Le jeudi 5 novembre 1992.

Après l’opération du riz pour la Somalie, hébergez un petit bosniaque pour les fêtes de fin d’année et offrez-lui l’ouvrage sur l’Indienne Rigoberta Menchu, nouveau prix Nobel de la paix. Pour peu que l’association « France-Libertés », présidée par Danièle Mitterrand, organise un spectacle en soutien au peuple kurde, et que vous lui offriez la soirée, vous aurez opéré la bonne action monstre de l’année. Et comme dans les meilleurs films, vous ne manquerez pas de verser quelques larmes quand votre protégé retournera au début du printemps à Sarajevo. C’est si beau de mourir au printemps, sous les arbres fruitiers qui bourgeonnent. De mourir, bien gras, d’une balle, après avoir échappé à la famine et au froid hivernaux, tenant serré contre son cœur le beau livre offert où il est écrit que l’horreur guatémaltèque subie par les Indiens est la même que celle des Balkans.

CONSIGNE ▸ D'après l'extrait du document, qui préside l'association « France-Libertés » ? Ces données proviennent d'une autre source.

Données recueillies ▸
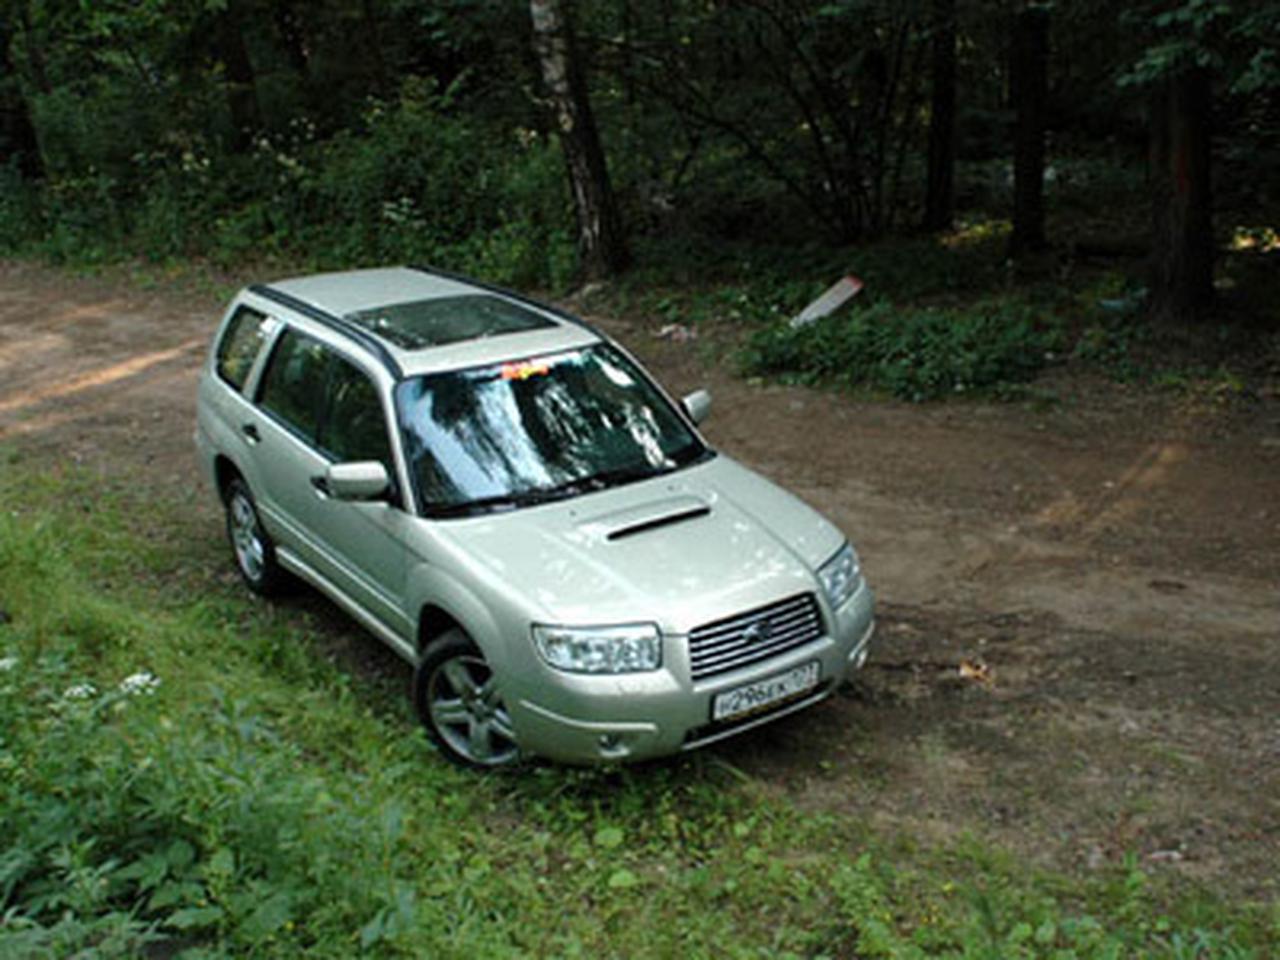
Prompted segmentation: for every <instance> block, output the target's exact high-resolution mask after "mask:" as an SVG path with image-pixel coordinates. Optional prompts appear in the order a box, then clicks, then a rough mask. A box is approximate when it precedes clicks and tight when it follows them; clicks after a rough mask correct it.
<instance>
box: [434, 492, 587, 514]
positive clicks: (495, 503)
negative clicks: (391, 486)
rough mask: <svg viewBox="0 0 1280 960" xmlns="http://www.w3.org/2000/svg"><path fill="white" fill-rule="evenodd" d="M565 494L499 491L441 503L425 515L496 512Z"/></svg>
mask: <svg viewBox="0 0 1280 960" xmlns="http://www.w3.org/2000/svg"><path fill="white" fill-rule="evenodd" d="M567 495H570V494H568V493H562V492H561V490H559V488H554V489H550V490H521V492H518V493H500V494H495V495H493V497H479V498H476V499H474V500H463V502H462V503H442V504H439V506H434V507H429V508H428V511H426V516H429V517H433V518H442V517H470V516H475V515H476V513H498V512H502V511H508V509H520V508H521V507H535V506H538V504H539V503H550V502H552V500H559V499H563V498H564V497H567Z"/></svg>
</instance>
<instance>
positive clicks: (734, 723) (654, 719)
mask: <svg viewBox="0 0 1280 960" xmlns="http://www.w3.org/2000/svg"><path fill="white" fill-rule="evenodd" d="M827 623H828V627H829V628H828V630H827V634H826V635H824V636H822V637H819V639H817V640H814V641H813V643H809V644H806V645H804V646H801V648H797V649H794V650H788V652H787V653H785V654H781V655H778V657H774V658H772V659H768V660H764V662H762V663H755V664H751V666H750V667H744V668H741V669H735V671H732V672H728V673H723V675H718V676H714V677H709V678H707V680H703V681H691V680H690V678H689V677H690V669H689V658H687V643H686V637H684V636H667V637H664V639H663V643H664V649H663V654H664V658H663V664H664V666H663V668H662V669H659V671H654V672H653V673H631V675H620V676H580V675H556V686H554V690H539V691H538V692H536V695H525V696H518V695H517V696H515V698H511V699H509V700H508V704H507V709H508V710H509V713H511V717H512V722H513V723H515V727H516V733H517V737H518V740H520V745H521V749H522V750H524V751H526V753H529V754H535V755H539V756H545V758H548V759H553V760H559V762H562V763H584V764H591V763H616V762H627V760H640V759H645V758H652V756H662V755H668V754H675V753H680V751H682V750H694V749H698V748H700V746H705V745H707V744H712V742H716V741H718V740H723V739H724V737H730V736H735V735H737V733H741V732H744V731H748V730H751V728H753V727H758V726H760V724H763V723H768V722H771V721H774V719H778V718H780V717H785V716H787V714H790V713H795V712H797V710H801V709H805V708H806V707H812V705H813V704H815V703H819V701H822V700H824V699H827V698H828V696H829V695H831V694H832V692H835V690H836V689H837V687H838V686H840V685H841V684H842V682H844V681H845V678H846V677H847V676H849V675H850V673H851V672H852V671H855V669H858V668H859V667H861V666H863V663H864V662H865V660H867V654H868V650H869V646H870V640H872V635H873V634H874V630H876V622H874V595H873V593H872V590H870V588H869V586H867V584H865V582H864V584H863V586H861V588H860V589H859V590H858V591H856V593H855V594H854V595H852V596H851V598H850V599H849V600H847V602H846V603H845V604H844V607H842V608H841V609H840V611H836V612H829V611H828V612H827ZM814 660H817V662H818V663H819V668H820V673H819V681H818V686H817V687H813V689H810V690H806V691H805V692H804V694H801V695H799V696H796V698H795V699H790V700H783V701H781V703H777V704H773V705H771V707H769V708H767V709H765V710H763V712H762V713H759V714H748V716H745V717H740V718H736V719H730V721H724V722H718V723H717V722H713V721H712V701H713V700H714V698H716V696H717V695H718V694H722V692H724V691H727V690H733V689H736V687H740V686H744V685H746V684H753V682H755V681H758V680H764V678H767V677H773V676H777V675H780V673H785V672H786V671H788V669H792V668H795V667H799V666H801V664H805V663H810V662H814Z"/></svg>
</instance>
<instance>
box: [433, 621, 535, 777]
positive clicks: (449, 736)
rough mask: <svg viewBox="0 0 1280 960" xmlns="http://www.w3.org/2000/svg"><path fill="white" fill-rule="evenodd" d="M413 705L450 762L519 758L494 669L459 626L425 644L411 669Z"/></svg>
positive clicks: (485, 763)
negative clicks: (418, 658) (490, 665)
mask: <svg viewBox="0 0 1280 960" xmlns="http://www.w3.org/2000/svg"><path fill="white" fill-rule="evenodd" d="M413 705H415V707H416V708H417V716H419V718H420V719H421V721H422V726H425V727H426V732H428V735H429V736H430V737H431V741H433V742H434V744H435V745H436V748H439V750H440V753H443V754H444V755H445V756H447V758H448V759H449V760H452V762H453V763H457V764H460V765H462V767H474V768H480V769H497V768H503V767H511V765H513V764H515V763H517V762H518V760H520V748H518V746H517V744H516V733H515V731H513V730H512V726H511V716H509V714H508V713H507V708H506V707H504V705H503V703H502V699H500V696H499V694H498V687H497V678H495V676H494V673H493V669H492V668H490V667H489V663H488V662H486V660H485V658H484V654H483V653H480V648H477V646H476V645H475V644H474V643H471V639H470V637H468V636H467V635H466V634H463V632H462V631H461V630H451V631H448V632H445V634H442V635H440V636H439V637H436V639H435V640H433V641H431V643H430V644H429V645H428V648H426V650H425V652H424V654H422V659H421V660H420V662H419V664H417V669H416V671H415V673H413Z"/></svg>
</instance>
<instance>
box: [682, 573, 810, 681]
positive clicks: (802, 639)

CORRIGÉ ▸ Danièle Mitterrand.